OBJECTIVE: Only the pictures are omitted; repeat all other data exactly.

* * * * * * * * *

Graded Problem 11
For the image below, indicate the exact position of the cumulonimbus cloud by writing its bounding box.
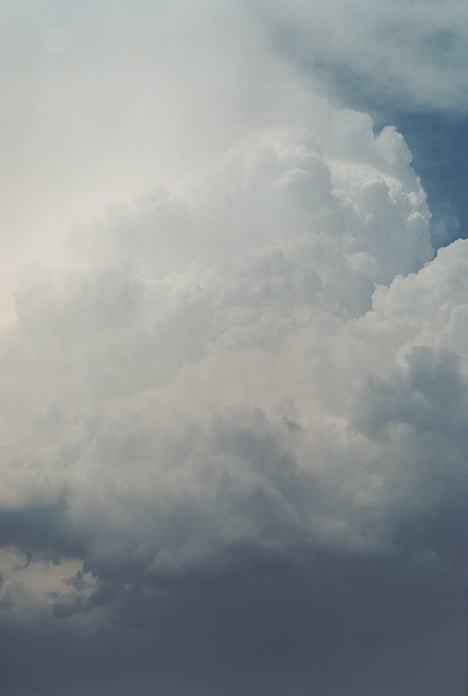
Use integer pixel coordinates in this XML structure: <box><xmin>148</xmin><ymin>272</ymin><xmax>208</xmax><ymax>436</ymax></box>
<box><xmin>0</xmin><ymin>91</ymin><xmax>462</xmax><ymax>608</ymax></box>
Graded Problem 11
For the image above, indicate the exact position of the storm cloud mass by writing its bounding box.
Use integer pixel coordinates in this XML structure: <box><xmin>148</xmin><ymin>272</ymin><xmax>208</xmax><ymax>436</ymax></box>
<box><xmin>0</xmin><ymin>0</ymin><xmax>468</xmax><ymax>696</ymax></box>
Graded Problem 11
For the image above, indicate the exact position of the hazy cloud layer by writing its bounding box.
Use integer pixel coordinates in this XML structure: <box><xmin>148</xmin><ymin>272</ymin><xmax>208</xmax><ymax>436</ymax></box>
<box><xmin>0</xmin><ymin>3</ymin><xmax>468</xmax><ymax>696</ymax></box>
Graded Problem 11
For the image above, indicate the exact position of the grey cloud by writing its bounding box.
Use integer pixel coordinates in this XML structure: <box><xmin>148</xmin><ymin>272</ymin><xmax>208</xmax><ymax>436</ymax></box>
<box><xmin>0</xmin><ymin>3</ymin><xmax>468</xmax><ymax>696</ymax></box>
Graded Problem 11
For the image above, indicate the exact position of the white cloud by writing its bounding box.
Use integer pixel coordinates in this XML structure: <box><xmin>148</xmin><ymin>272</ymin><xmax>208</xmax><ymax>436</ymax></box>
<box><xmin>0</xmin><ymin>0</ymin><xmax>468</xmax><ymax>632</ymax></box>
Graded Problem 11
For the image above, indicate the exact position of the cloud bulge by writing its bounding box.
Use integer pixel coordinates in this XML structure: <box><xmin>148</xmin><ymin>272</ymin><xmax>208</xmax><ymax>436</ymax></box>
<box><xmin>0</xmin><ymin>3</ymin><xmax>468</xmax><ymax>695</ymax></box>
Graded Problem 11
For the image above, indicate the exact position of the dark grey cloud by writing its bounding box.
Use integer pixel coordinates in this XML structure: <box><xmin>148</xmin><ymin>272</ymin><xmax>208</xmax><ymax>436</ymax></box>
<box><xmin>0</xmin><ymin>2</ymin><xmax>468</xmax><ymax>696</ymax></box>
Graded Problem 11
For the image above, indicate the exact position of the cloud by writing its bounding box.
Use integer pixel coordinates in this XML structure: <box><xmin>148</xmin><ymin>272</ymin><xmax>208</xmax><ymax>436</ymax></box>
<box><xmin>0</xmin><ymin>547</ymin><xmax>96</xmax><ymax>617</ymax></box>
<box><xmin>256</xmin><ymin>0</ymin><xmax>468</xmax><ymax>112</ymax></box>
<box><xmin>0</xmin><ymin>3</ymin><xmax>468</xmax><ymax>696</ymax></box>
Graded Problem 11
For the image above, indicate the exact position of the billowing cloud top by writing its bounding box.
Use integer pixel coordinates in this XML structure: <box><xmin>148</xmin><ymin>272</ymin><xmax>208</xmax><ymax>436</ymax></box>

* * * * * * * * *

EXERCISE ANSWER:
Graded Problem 11
For the image below, indicate the exact position of the cumulonimbus cloud by writing its bounding box.
Use integer pixel coordinates in this XML structure: <box><xmin>148</xmin><ymin>272</ymin><xmax>208</xmax><ymax>436</ymax></box>
<box><xmin>0</xmin><ymin>91</ymin><xmax>462</xmax><ymax>608</ymax></box>
Graded Problem 11
For the image above, indicate the exact position of the storm cloud mass by writing its bounding box.
Use integer pixel coordinates in this XML structure: <box><xmin>148</xmin><ymin>272</ymin><xmax>208</xmax><ymax>436</ymax></box>
<box><xmin>0</xmin><ymin>0</ymin><xmax>468</xmax><ymax>696</ymax></box>
Graded Problem 11
For the image above, indicate the exact position of the hazy cloud layer by writing its bounding box.
Use integer pixel coordinates in this XML structure: <box><xmin>148</xmin><ymin>272</ymin><xmax>208</xmax><ymax>436</ymax></box>
<box><xmin>0</xmin><ymin>3</ymin><xmax>468</xmax><ymax>696</ymax></box>
Graded Problem 11
For the image above, indicate the exact position of the grey cloud by writing its bounding box.
Use integer pixel coordinates in this XML structure: <box><xmin>148</xmin><ymin>272</ymin><xmax>208</xmax><ymax>436</ymax></box>
<box><xmin>0</xmin><ymin>3</ymin><xmax>468</xmax><ymax>696</ymax></box>
Graded Problem 11
For the image above, indicate the exact position of the white cloud by writing its bounding box.
Use integer pixel coordinates in this XML structure: <box><xmin>148</xmin><ymin>272</ymin><xmax>208</xmax><ymax>436</ymax></box>
<box><xmin>0</xmin><ymin>0</ymin><xmax>468</xmax><ymax>632</ymax></box>
Graded Problem 11
For the image above, indicate the exact position of the cloud bulge by writing its bounding box.
Use integer pixel coordinates in this XML structure: <box><xmin>148</xmin><ymin>272</ymin><xmax>208</xmax><ymax>436</ymax></box>
<box><xmin>0</xmin><ymin>3</ymin><xmax>468</xmax><ymax>695</ymax></box>
Graded Problem 11
For the image above, indicate the exact position of the dark grey cloud by writing its bounding box.
Use integer pixel coordinates in this XML structure: <box><xmin>148</xmin><ymin>272</ymin><xmax>208</xmax><ymax>436</ymax></box>
<box><xmin>0</xmin><ymin>2</ymin><xmax>468</xmax><ymax>696</ymax></box>
Graded Problem 11
For the image above, indicate the exact position of the cloud by writing its bounding box.
Use integer pixel coordinates in this XML structure: <box><xmin>148</xmin><ymin>272</ymin><xmax>208</xmax><ymax>436</ymax></box>
<box><xmin>0</xmin><ymin>547</ymin><xmax>96</xmax><ymax>617</ymax></box>
<box><xmin>256</xmin><ymin>0</ymin><xmax>468</xmax><ymax>112</ymax></box>
<box><xmin>0</xmin><ymin>3</ymin><xmax>468</xmax><ymax>696</ymax></box>
Graded Problem 11
For the image above, indicate the exact position of the billowing cloud top by writing its bounding box.
Use integer pixel coordinates in this XML structure: <box><xmin>148</xmin><ymin>272</ymin><xmax>208</xmax><ymax>436</ymax></box>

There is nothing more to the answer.